> _PROBLEM DESCRIPTION_
Reproduce each line of the listing exactly.

> _RECORDS SHOWN_
§ §

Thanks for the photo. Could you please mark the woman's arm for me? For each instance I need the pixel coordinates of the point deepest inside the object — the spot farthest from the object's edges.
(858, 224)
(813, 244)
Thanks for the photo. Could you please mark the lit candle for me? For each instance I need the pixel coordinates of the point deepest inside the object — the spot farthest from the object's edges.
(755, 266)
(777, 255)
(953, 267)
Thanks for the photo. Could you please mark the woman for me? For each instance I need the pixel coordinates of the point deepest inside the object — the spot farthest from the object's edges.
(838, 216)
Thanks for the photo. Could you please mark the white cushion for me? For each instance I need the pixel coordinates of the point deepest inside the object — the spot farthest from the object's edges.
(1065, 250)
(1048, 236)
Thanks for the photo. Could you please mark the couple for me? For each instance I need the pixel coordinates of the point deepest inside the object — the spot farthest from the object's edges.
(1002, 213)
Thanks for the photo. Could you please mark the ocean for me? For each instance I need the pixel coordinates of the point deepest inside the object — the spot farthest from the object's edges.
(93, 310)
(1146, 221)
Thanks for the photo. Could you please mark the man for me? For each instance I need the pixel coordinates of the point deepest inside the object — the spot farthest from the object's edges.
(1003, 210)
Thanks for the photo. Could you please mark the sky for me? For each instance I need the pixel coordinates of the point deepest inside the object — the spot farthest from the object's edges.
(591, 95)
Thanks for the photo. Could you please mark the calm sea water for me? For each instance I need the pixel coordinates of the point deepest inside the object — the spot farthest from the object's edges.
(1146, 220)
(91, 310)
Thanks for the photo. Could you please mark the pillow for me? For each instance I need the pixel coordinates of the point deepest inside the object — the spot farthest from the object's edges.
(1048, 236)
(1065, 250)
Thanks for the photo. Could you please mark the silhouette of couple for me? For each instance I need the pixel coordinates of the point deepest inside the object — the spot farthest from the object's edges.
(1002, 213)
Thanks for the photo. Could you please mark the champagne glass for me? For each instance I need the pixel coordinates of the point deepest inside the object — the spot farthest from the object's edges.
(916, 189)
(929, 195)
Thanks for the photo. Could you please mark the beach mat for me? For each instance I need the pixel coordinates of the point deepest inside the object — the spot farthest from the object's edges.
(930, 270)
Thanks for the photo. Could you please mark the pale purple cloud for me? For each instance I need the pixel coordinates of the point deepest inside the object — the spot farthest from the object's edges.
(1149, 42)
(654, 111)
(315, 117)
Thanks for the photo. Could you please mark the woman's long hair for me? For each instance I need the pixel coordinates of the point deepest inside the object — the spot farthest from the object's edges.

§ §

> _COMPLETE ANSWER_
Thanks for the photo. Could you please mark the woman's arm for me? For each instance I need the pixel coordinates of the point deepest inside the object — the spot farthest from the object's edges.
(858, 224)
(813, 244)
Thanks for the photo. Could you please mark the lit candle for me? For each instance I need the pixel coordinates of the point deepest inside the object — the spot farthest from the object's edges.
(755, 266)
(777, 255)
(953, 267)
Thanks for the photo. Could you please mark the woman for me? For each instance I need the pixel coordinates of the point deepest inside the object — the spot farthest from the object's edges.
(838, 216)
Thanks for the photo. Could you please mark the white cushion for me? For each instance I need the pixel coordinates of the point deepest inside the object — the spot farthest from the object's edges.
(1065, 250)
(1048, 236)
Thanks for the photo. Could you please mark the couple for me? For each instance I need the pixel coordinates of the point deepest inside the object — the spot farthest from the object's edges.
(1002, 213)
Thanks for the photo. Could you please mark the ocean for me? For each instance I need the pixel coordinates of the point deepest inside the object — the spot farthest from the object's edges.
(93, 310)
(1146, 221)
Thanks for the photo. Could you please mark the man for me? For each instance I need the pixel coordinates of the point deepest inside the object — the spot farthest from the object's edges.
(1003, 210)
Thanks for the photo. Could you please mark the sky for me? For each instance I need the pixel coordinates of the point deepest inside the object — the spot farthest from the object's edges.
(591, 95)
Thanks for the photo. Could you please mark the calm sea water for me? For each instance I need the pixel coordinates of the point deepest inside the object — the spot farthest from the object's edges.
(1146, 220)
(91, 310)
Thanks for the photo. Could you please mark the pillow for me? For each instance I need the pixel coordinates of the point deepest inside the object — the spot farthest from the object's edges.
(1048, 236)
(1065, 250)
Thanks for the photo. Could you please mark the silhouette of couple for me? For each instance I need the pixel coordinates of the point deepest inside the object — the spot farthest from the object's edges.
(1002, 213)
Thanks for the photo. Could you please mark the champagne glass for me? For each instance I need the pixel coordinates of the point deepest inside the object — the spot farthest from the object's edges.
(916, 189)
(929, 195)
Thanks for the photo. Could you please mark the beach mat for me? For each instance I need the pixel coordinates of the point deepest inside the object — the spot farthest from the object's edges.
(930, 270)
Thanks for the photo. Could you please mark the pale purple cloud for me? For each instance I need the pixel coordinates of the point deepest inside the object — the spot farthest from the object's edges.
(1149, 42)
(654, 111)
(315, 117)
Thanks for the photo. Could you please mark the woman's long hair for me? For each instance I need the pixel coordinates of the point deepest inside the object — the spot farthest from the object's edges.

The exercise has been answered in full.